## Task instructions:
Only the lines from the one containing "If you could tag the blue sky" through the end of the data below should be copied, each exactly as written and with both ends kept.

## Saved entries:
┌────────

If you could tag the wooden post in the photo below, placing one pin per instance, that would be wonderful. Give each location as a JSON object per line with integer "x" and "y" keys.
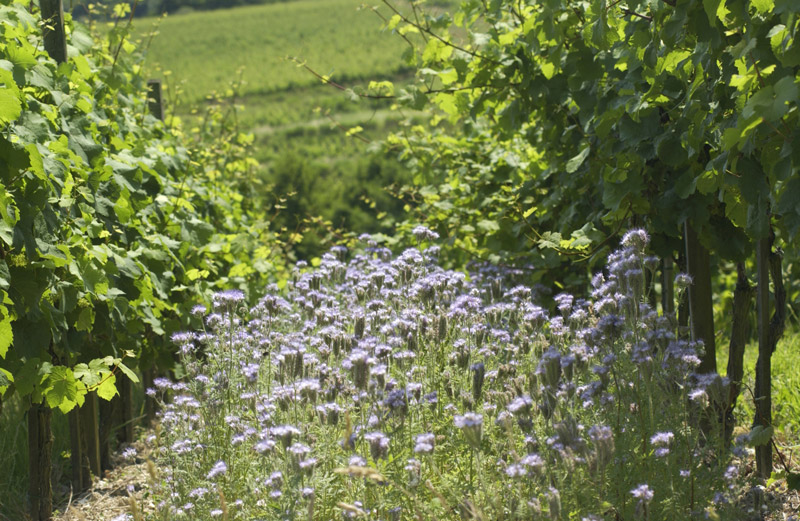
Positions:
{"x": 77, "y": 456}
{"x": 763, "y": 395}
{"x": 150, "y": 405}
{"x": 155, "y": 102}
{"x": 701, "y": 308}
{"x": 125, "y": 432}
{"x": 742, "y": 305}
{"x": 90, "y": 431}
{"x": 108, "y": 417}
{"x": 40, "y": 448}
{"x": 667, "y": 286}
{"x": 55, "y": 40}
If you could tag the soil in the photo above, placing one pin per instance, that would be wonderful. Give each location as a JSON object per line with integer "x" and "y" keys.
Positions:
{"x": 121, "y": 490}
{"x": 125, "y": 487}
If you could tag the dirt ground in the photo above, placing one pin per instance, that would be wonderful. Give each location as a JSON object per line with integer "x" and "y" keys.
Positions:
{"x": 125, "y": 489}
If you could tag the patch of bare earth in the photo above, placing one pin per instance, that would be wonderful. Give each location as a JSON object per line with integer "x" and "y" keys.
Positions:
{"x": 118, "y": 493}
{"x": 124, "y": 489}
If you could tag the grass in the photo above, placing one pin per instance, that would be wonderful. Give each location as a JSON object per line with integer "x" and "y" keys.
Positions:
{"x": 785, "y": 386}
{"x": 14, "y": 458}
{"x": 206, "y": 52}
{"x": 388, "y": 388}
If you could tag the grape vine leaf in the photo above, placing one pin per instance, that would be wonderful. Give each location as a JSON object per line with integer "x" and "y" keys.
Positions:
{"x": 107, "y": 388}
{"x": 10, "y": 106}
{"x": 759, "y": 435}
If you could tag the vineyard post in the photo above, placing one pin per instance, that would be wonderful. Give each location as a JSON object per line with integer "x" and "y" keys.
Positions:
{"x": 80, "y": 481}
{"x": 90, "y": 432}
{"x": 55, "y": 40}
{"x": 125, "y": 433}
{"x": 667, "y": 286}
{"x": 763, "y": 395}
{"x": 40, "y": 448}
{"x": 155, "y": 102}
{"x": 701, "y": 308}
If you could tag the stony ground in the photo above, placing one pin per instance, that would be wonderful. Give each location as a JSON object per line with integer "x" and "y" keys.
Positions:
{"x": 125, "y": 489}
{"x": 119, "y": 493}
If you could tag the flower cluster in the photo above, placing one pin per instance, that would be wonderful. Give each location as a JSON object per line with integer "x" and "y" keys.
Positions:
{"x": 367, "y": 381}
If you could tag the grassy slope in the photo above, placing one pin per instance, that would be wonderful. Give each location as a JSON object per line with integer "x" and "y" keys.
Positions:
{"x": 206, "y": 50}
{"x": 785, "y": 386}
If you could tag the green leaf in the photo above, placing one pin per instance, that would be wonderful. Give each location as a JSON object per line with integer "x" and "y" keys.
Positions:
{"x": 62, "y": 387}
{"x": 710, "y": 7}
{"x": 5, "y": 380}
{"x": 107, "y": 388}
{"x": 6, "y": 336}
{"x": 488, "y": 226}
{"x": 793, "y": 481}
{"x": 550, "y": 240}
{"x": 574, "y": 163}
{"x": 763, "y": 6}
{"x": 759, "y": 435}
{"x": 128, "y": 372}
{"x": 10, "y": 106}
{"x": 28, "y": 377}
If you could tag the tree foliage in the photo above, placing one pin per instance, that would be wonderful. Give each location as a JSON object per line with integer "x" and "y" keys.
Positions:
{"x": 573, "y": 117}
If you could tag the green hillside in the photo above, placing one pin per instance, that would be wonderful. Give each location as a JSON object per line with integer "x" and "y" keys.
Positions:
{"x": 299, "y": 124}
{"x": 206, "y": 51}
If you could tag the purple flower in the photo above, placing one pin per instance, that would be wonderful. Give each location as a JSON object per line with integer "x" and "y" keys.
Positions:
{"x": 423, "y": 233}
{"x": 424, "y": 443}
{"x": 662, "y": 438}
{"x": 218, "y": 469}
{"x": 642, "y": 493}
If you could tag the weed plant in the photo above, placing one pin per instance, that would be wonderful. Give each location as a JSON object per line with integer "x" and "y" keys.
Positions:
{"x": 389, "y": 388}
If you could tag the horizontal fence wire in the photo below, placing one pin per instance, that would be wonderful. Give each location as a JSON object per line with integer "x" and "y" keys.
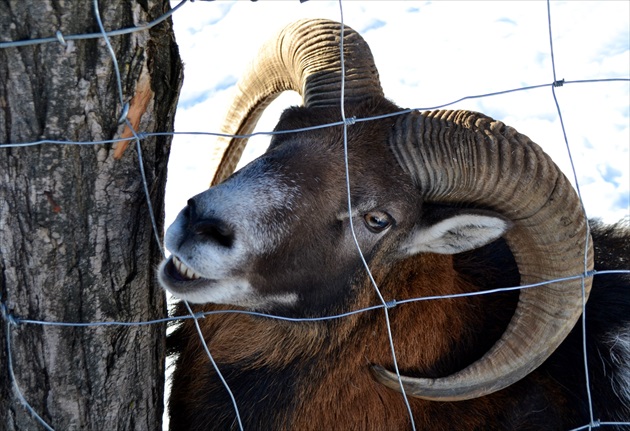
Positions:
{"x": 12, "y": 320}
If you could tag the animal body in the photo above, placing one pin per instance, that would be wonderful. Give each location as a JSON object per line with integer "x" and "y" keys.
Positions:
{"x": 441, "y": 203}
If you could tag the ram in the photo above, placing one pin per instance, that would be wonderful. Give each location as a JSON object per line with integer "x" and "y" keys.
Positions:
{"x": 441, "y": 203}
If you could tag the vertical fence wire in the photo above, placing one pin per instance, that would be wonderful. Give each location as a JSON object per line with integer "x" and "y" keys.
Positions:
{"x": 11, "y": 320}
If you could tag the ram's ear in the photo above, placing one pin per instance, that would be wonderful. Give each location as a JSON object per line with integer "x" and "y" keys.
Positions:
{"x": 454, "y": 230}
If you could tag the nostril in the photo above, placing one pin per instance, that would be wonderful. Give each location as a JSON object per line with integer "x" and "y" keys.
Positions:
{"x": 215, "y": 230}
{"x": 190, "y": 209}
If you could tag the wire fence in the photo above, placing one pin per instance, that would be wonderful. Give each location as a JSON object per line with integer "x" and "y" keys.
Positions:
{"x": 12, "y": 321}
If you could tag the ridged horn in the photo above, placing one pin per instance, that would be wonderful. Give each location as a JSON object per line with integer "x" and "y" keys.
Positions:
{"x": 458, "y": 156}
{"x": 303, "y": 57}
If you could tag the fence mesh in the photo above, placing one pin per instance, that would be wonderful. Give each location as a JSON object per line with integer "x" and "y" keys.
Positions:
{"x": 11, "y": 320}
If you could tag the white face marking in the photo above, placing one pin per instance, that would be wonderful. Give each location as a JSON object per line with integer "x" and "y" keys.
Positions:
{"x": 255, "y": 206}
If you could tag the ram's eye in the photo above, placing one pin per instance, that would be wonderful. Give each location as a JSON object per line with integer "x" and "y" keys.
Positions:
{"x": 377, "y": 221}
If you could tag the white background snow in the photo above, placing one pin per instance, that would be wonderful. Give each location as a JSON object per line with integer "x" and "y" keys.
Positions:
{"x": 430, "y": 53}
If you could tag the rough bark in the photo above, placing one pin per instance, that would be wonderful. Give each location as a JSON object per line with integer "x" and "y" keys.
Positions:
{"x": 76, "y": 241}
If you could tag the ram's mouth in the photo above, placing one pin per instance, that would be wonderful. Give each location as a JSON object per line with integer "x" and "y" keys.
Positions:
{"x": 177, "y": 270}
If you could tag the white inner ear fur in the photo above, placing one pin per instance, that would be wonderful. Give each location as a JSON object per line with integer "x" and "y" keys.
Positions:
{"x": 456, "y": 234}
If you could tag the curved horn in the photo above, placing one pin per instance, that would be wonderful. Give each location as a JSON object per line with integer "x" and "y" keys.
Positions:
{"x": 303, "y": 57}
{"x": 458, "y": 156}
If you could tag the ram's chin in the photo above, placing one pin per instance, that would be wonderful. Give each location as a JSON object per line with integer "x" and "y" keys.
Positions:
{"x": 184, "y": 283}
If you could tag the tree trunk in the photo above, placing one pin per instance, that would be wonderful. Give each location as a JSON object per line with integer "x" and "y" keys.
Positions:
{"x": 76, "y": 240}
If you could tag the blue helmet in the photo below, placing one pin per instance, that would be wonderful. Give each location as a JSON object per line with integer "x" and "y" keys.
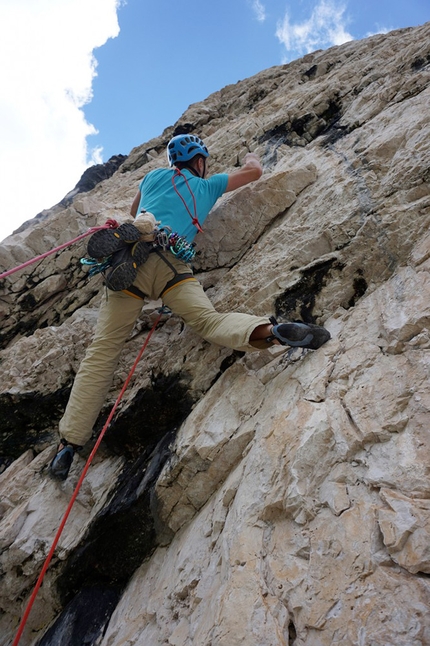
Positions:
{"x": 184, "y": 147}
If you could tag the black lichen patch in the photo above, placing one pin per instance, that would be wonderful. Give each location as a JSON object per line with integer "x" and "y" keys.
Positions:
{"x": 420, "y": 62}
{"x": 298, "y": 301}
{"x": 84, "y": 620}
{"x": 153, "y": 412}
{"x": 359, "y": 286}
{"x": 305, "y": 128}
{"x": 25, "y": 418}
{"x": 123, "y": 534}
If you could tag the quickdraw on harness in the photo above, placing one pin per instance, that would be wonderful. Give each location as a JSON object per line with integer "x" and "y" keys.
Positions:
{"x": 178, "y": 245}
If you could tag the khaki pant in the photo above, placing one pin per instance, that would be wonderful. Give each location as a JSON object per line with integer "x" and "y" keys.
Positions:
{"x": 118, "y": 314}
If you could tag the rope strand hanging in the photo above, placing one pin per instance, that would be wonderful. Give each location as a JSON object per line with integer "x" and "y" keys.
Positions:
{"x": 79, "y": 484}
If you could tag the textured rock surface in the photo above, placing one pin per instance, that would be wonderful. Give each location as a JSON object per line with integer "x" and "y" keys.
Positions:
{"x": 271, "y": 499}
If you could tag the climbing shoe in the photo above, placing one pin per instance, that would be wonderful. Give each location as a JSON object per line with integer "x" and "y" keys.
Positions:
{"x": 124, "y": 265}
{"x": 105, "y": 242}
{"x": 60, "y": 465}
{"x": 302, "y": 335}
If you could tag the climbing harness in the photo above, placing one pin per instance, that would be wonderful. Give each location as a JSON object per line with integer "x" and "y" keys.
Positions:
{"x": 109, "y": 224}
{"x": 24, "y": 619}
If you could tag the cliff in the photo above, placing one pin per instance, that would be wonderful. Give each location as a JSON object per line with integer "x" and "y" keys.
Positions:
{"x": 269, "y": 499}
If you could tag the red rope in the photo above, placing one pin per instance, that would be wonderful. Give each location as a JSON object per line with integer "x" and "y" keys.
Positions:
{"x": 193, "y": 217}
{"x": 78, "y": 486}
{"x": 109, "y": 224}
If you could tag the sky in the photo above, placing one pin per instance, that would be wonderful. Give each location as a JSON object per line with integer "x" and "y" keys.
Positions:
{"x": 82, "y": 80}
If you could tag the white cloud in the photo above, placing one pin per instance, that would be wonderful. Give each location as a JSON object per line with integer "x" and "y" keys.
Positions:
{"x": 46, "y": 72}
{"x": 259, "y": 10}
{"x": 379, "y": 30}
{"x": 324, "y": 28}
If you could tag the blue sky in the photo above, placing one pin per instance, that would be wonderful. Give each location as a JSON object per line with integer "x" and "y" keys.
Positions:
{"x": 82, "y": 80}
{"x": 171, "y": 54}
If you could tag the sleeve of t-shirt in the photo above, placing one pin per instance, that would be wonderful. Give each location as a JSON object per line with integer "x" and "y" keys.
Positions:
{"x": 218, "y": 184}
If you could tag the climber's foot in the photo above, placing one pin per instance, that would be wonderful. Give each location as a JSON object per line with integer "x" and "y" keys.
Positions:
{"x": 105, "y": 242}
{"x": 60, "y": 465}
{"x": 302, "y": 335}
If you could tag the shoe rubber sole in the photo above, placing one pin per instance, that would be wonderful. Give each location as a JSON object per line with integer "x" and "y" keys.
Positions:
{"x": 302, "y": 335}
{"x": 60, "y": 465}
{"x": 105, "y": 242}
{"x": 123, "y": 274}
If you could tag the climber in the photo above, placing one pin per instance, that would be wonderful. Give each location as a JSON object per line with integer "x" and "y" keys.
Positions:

└────────

## Expected answer:
If you could tag the blue sky in the photo above, placing one pin per instance, that would be wonderful. Give each location as a JSON object per line with integer "x" and "y" keys.
Positions:
{"x": 82, "y": 80}
{"x": 171, "y": 54}
If you could tag the sleeve of t-shirt in the photo above, placing one pin per instance, that would be wonderful. Give each location as a JSON object per line with integer "x" and "y" keys.
Positions:
{"x": 218, "y": 184}
If you could tag the climber's foot in the photo above, placing one pin per instance, that would be wonderful. Give each location as a JSON object per line with integer "x" and "y" keys.
Positions:
{"x": 105, "y": 242}
{"x": 60, "y": 465}
{"x": 302, "y": 335}
If you could tag the shoe rubber sole in the photo above, placing one pin per instance, that would be wonderful. Give each location as a JSON object per line with integer "x" and "y" keys.
Positions:
{"x": 302, "y": 335}
{"x": 60, "y": 465}
{"x": 105, "y": 242}
{"x": 123, "y": 274}
If you could tag the climber in the photo above, placing one pin per instance, that would be wonderful. Give each location as a JSON object per line with integer "x" and "y" keys.
Positions:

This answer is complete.